1916 Mead Ranger

1916 Mead Ranger

Imagine that you were born a bicycle.

Born a Mead Ranger bicycle in 1916.  Born in Chicago, but ready to ride anywhere! You grew up rolling down cobbled streets and dirt roads, taking little trips and having a good time.  Road racing through the roaring ’20’s.  All of the miles you covered in the 1930’s!  Everybody was suffering from “depression” except you.  You were out going places on new roads and were meeting new bikes from all over.  World War Two was a busy time, with gas rationing going on you did your duty and kept everyone moving.  Hung up in the back of your owner’s garage in the 1950’s, you thought that your days of adventure were over.  You would spend the next few decades hanging from the rafters, trading stories with an old wooden canoe.

━━━━

TASK A >>
Answer these questions about the 1916 Mead Ranger text:
(i) In which city was the bicycle born?
(ii) During which war was gas rationing going on?
(iii) What did the bicycle trade stories with while hanging from the rafters?
The text and the rows have no connection to each other.

━━━━

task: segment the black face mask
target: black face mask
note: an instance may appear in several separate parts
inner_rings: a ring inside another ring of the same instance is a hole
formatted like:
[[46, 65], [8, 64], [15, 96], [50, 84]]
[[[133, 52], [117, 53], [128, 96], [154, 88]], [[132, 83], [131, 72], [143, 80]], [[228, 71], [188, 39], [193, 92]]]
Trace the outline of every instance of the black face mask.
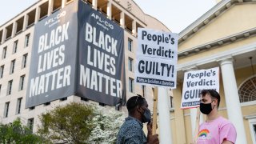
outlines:
[[151, 113], [149, 109], [146, 109], [144, 114], [140, 113], [142, 115], [142, 123], [149, 122], [151, 120]]
[[200, 103], [200, 111], [204, 114], [209, 114], [211, 110], [214, 108], [215, 106], [214, 106], [213, 108], [211, 108], [211, 102], [210, 103]]

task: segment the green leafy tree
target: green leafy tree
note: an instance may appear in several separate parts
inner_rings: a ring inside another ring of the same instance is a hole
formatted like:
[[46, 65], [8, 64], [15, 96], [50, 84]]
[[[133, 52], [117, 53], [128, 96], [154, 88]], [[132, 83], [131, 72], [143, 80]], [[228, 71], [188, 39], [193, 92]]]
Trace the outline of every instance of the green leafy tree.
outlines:
[[95, 106], [95, 126], [89, 138], [89, 143], [115, 143], [118, 130], [124, 122], [123, 113], [110, 109], [104, 111], [102, 107]]
[[50, 142], [86, 143], [94, 129], [91, 105], [71, 102], [39, 116], [38, 133]]
[[0, 124], [0, 143], [32, 144], [43, 142], [42, 138], [33, 134], [27, 126], [22, 125], [19, 118], [12, 123]]

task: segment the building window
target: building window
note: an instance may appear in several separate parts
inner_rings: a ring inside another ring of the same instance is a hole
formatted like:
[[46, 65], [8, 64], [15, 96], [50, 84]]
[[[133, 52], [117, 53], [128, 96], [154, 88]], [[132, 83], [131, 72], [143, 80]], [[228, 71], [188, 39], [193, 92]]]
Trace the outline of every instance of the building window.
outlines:
[[11, 94], [11, 87], [13, 85], [13, 80], [8, 82], [8, 87], [7, 87], [7, 95]]
[[2, 49], [2, 59], [4, 59], [6, 58], [6, 52], [7, 52], [7, 46]]
[[66, 101], [66, 100], [67, 100], [67, 97], [62, 98], [60, 98], [59, 100], [60, 100], [60, 101]]
[[246, 80], [239, 88], [240, 102], [256, 101], [256, 77]]
[[29, 44], [30, 44], [30, 34], [26, 34], [26, 37], [25, 37], [25, 47], [29, 46]]
[[27, 54], [24, 54], [22, 57], [22, 69], [26, 67], [26, 58], [27, 58]]
[[34, 118], [30, 118], [27, 120], [27, 126], [33, 131]]
[[2, 78], [4, 68], [5, 68], [5, 66], [4, 66], [4, 65], [2, 65], [2, 66], [0, 67], [0, 78]]
[[7, 118], [8, 117], [8, 113], [9, 113], [9, 105], [10, 105], [10, 102], [6, 102], [5, 105], [5, 111], [4, 111], [4, 118]]
[[22, 98], [17, 99], [16, 114], [21, 114], [22, 100]]
[[17, 48], [18, 48], [18, 41], [15, 41], [14, 43], [13, 54], [17, 52]]
[[133, 40], [128, 38], [128, 50], [132, 51]]
[[129, 71], [133, 71], [133, 62], [134, 59], [131, 58], [128, 58], [128, 69]]
[[129, 78], [129, 91], [134, 92], [134, 79], [131, 78]]
[[10, 74], [13, 74], [14, 72], [14, 66], [15, 66], [15, 59], [12, 60], [10, 62]]
[[19, 81], [19, 90], [23, 90], [24, 81], [25, 81], [25, 75], [22, 75]]

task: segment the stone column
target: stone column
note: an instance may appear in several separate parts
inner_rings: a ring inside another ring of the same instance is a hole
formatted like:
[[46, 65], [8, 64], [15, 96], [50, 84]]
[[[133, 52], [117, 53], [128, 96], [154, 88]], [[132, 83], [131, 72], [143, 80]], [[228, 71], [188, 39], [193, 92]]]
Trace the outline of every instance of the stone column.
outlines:
[[66, 0], [62, 0], [62, 9], [63, 9], [65, 7], [66, 1]]
[[106, 6], [106, 15], [109, 19], [112, 18], [112, 4], [110, 1], [107, 2]]
[[125, 13], [123, 11], [122, 11], [120, 14], [120, 25], [121, 27], [125, 29]]
[[134, 19], [133, 22], [132, 22], [132, 33], [133, 33], [133, 35], [136, 36], [136, 33], [137, 33], [137, 30], [136, 30], [136, 21]]
[[98, 0], [93, 0], [93, 8], [97, 10]]
[[38, 23], [40, 18], [40, 13], [41, 13], [41, 8], [38, 6], [37, 7], [35, 10], [35, 19], [34, 19], [34, 24]]
[[[193, 70], [198, 70], [198, 68], [197, 66], [191, 66], [191, 67], [189, 67], [187, 69], [185, 69], [183, 70], [185, 72], [188, 72], [188, 71], [193, 71]], [[191, 123], [191, 134], [192, 134], [192, 139], [194, 136], [194, 134], [194, 134], [194, 130], [195, 130], [195, 126], [196, 126], [196, 118], [197, 118], [197, 108], [192, 108], [192, 109], [190, 109], [190, 123]], [[203, 115], [202, 113], [200, 113], [200, 122], [199, 124], [202, 123], [203, 122]]]
[[172, 90], [174, 93], [174, 116], [175, 116], [175, 133], [177, 135], [176, 143], [186, 143], [186, 131], [184, 122], [184, 112], [181, 110], [180, 106], [182, 102], [182, 86], [181, 84], [177, 84], [176, 89]]
[[226, 106], [229, 120], [234, 125], [237, 130], [235, 143], [247, 143], [242, 114], [240, 106], [237, 82], [231, 58], [219, 62], [224, 86]]
[[29, 21], [29, 16], [27, 14], [25, 14], [24, 16], [24, 21], [23, 21], [23, 27], [22, 27], [22, 31], [26, 30], [27, 23]]
[[48, 1], [48, 13], [47, 15], [50, 15], [54, 10], [54, 0]]

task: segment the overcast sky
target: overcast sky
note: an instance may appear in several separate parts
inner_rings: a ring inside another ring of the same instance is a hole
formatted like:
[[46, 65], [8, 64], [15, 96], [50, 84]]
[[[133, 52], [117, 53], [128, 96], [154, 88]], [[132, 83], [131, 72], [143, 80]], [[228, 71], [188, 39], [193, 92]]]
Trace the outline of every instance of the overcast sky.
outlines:
[[[0, 5], [0, 26], [38, 0], [6, 0]], [[121, 0], [122, 1], [122, 0]], [[216, 0], [134, 0], [144, 11], [179, 33], [216, 4]]]

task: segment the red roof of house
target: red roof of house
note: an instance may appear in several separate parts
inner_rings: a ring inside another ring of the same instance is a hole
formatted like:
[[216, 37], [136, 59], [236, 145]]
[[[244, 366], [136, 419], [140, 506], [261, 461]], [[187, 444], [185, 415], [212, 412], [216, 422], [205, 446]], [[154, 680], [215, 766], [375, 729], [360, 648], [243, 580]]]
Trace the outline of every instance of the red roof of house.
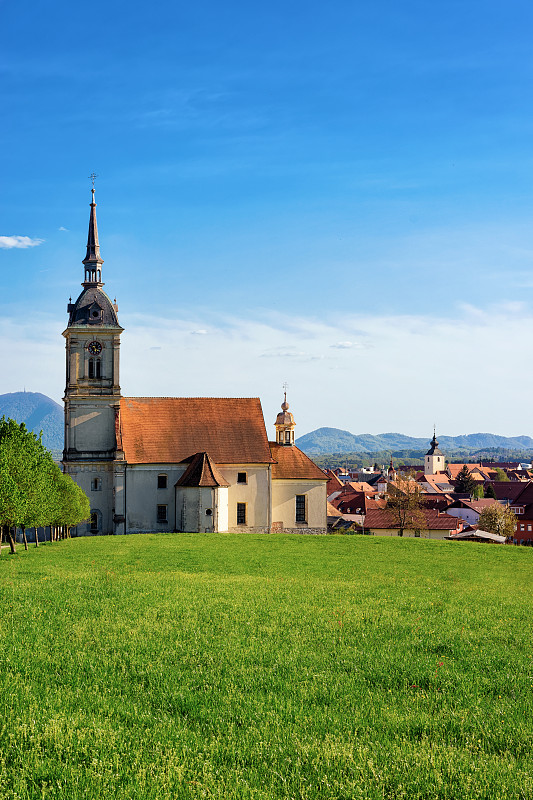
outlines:
[[207, 453], [196, 453], [175, 486], [229, 486]]
[[320, 467], [317, 467], [309, 456], [296, 447], [296, 445], [286, 446], [270, 442], [270, 452], [274, 459], [272, 465], [273, 480], [291, 480], [301, 478], [303, 480], [327, 481], [328, 476]]
[[129, 464], [178, 464], [198, 452], [217, 464], [272, 463], [258, 397], [123, 397], [120, 417]]
[[[439, 514], [433, 509], [421, 509], [422, 518], [425, 520], [424, 530], [454, 531], [461, 524], [457, 517], [449, 514]], [[399, 528], [393, 513], [387, 509], [369, 510], [365, 516], [365, 528]]]

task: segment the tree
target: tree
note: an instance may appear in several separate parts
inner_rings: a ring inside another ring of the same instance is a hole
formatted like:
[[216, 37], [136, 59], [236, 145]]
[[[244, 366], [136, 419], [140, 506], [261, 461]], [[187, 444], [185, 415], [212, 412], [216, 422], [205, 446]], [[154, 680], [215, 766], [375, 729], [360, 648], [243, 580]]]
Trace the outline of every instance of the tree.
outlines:
[[389, 484], [387, 509], [391, 512], [398, 536], [404, 531], [420, 531], [426, 527], [426, 519], [422, 510], [422, 491], [413, 474], [405, 474]]
[[22, 529], [27, 549], [27, 527], [51, 526], [53, 535], [65, 534], [90, 514], [85, 493], [64, 475], [40, 436], [22, 423], [0, 419], [0, 533], [9, 539], [15, 553], [14, 531]]
[[516, 516], [509, 506], [494, 503], [484, 508], [479, 515], [478, 528], [511, 539], [516, 531]]
[[463, 464], [460, 472], [457, 474], [457, 478], [455, 479], [455, 491], [460, 492], [461, 494], [472, 494], [475, 488], [476, 482], [472, 477], [472, 473], [466, 464]]

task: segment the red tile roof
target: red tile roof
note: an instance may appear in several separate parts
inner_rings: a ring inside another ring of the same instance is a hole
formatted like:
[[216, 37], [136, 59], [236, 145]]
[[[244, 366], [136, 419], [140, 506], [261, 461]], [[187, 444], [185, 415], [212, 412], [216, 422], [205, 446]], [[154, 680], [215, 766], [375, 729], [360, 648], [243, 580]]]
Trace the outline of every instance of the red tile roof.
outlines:
[[229, 486], [207, 453], [196, 453], [175, 486]]
[[217, 464], [272, 463], [258, 397], [123, 397], [129, 464], [178, 464], [207, 452]]
[[326, 503], [326, 514], [328, 517], [342, 517], [342, 513], [331, 503]]
[[[424, 530], [444, 530], [454, 531], [461, 524], [457, 517], [452, 517], [449, 514], [439, 514], [433, 509], [421, 509], [421, 517], [425, 519]], [[399, 528], [397, 520], [391, 511], [383, 510], [369, 510], [365, 516], [365, 528]]]
[[296, 447], [270, 442], [270, 451], [274, 464], [272, 465], [273, 480], [301, 478], [303, 480], [327, 481], [328, 476], [320, 467], [317, 467], [309, 456]]

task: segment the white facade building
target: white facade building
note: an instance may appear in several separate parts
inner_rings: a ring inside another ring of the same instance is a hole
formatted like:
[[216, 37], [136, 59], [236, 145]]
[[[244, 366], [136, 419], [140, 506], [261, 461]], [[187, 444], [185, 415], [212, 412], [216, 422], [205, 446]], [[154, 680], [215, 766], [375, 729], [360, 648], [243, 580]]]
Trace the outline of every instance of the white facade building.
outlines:
[[286, 396], [275, 442], [258, 398], [122, 397], [123, 328], [102, 288], [92, 192], [83, 290], [63, 332], [63, 469], [91, 502], [78, 535], [325, 533], [327, 477], [294, 444]]

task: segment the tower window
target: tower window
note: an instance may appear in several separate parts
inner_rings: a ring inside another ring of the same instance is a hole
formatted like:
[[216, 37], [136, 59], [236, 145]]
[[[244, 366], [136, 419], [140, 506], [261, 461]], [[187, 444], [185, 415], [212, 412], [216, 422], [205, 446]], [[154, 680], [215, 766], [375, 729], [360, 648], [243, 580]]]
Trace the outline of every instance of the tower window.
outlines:
[[102, 377], [102, 361], [99, 358], [89, 359], [89, 378]]
[[296, 522], [307, 522], [305, 513], [305, 494], [296, 495]]

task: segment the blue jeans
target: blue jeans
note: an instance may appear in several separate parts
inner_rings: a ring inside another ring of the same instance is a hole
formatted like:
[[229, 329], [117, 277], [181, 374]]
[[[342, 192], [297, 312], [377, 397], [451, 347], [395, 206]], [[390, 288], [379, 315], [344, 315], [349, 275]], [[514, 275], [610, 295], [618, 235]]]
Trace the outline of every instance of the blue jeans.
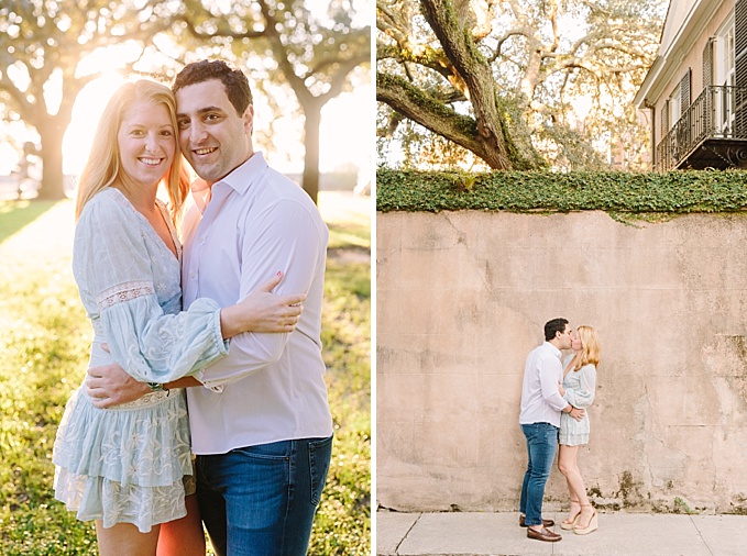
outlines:
[[219, 556], [304, 556], [332, 437], [197, 456], [200, 514]]
[[526, 515], [527, 525], [541, 525], [545, 483], [558, 449], [558, 427], [550, 423], [532, 423], [521, 425], [521, 431], [527, 437], [529, 462], [521, 483], [519, 511]]

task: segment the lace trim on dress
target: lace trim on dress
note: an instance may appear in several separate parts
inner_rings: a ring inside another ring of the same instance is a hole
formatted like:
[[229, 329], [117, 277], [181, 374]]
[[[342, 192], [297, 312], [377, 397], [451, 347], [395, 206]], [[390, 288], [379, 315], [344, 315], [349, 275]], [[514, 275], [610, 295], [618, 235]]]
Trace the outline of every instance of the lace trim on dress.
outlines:
[[117, 303], [123, 303], [124, 301], [132, 301], [133, 299], [141, 298], [143, 296], [153, 296], [155, 293], [155, 288], [153, 282], [149, 281], [132, 281], [124, 282], [103, 290], [96, 298], [96, 304], [100, 310], [109, 309]]

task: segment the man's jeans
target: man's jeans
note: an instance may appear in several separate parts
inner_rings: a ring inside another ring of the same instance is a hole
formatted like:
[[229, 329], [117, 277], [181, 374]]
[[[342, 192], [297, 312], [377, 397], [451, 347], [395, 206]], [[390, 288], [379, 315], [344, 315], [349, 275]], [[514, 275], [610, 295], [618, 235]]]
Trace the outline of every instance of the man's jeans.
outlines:
[[532, 423], [521, 425], [521, 431], [527, 437], [529, 463], [527, 472], [524, 474], [519, 511], [526, 514], [527, 526], [541, 525], [545, 483], [558, 449], [558, 427], [550, 423]]
[[331, 453], [330, 436], [197, 456], [197, 498], [216, 554], [305, 555]]

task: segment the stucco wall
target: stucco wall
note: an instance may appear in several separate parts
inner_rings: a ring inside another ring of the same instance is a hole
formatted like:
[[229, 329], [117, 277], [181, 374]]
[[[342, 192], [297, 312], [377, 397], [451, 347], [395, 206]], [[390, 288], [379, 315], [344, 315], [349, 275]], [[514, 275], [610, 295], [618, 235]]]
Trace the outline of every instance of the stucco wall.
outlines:
[[[526, 355], [565, 316], [601, 334], [597, 504], [747, 512], [747, 218], [378, 213], [377, 501], [515, 510]], [[567, 498], [553, 471], [546, 500]]]

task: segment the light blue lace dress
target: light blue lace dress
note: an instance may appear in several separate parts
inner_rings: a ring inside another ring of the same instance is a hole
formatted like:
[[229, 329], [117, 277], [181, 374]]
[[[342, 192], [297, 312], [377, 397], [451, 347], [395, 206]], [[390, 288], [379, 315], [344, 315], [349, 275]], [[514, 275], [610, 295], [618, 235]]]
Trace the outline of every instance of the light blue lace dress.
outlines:
[[[563, 362], [563, 370], [573, 358], [569, 355]], [[563, 379], [568, 403], [576, 408], [585, 409], [586, 414], [581, 421], [576, 421], [568, 413], [560, 414], [560, 435], [558, 442], [565, 446], [580, 446], [589, 444], [589, 433], [591, 431], [589, 421], [589, 408], [594, 403], [594, 391], [596, 390], [596, 367], [589, 364], [579, 370], [570, 370]]]
[[[103, 189], [84, 209], [73, 273], [94, 327], [89, 366], [114, 360], [138, 380], [167, 382], [228, 353], [218, 304], [198, 299], [180, 312], [179, 260], [119, 190]], [[65, 408], [53, 462], [55, 498], [79, 520], [133, 523], [145, 533], [183, 518], [183, 477], [193, 472], [184, 390], [99, 410], [81, 385]]]

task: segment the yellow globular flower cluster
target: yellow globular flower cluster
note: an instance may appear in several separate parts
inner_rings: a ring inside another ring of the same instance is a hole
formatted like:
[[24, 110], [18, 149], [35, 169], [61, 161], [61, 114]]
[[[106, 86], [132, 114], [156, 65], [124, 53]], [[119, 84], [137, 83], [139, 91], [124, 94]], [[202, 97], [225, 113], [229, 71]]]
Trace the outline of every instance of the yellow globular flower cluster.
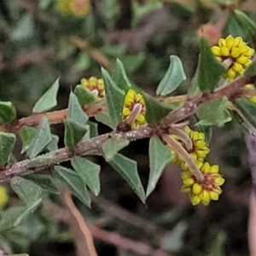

━━━━

TASK B >> In the rows, take the part that opens with the line containing "task: segment the white facade building" and closes with the line containing "477], [294, 444]]", both ends included. Swap "facade" for "stone" there, and return only those lines with everything else unchanged.

FULL OUTPUT A >>
(i) Chicago
(ii) World War Two
(iii) An old wooden canoe

FULL OUTPUT B >>
task: segment the white stone building
target: white stone building
note: an instance may appear in several separate parts
inner_rings: a ring inside another ring of the same instance is a hole
formatted like:
[[216, 37], [136, 59], [236, 145]]
[[[244, 366], [136, 419], [140, 506], [261, 461]], [[187, 444], [185, 415], [212, 412], [216, 422], [205, 446]], [[154, 680], [215, 766], [375, 729], [360, 648], [243, 580]]]
Trace the outline of every instance of the white stone building.
outlines:
[[286, 396], [275, 442], [258, 398], [122, 397], [123, 328], [102, 288], [92, 192], [83, 290], [63, 332], [63, 469], [91, 502], [78, 535], [325, 533], [327, 477], [294, 444]]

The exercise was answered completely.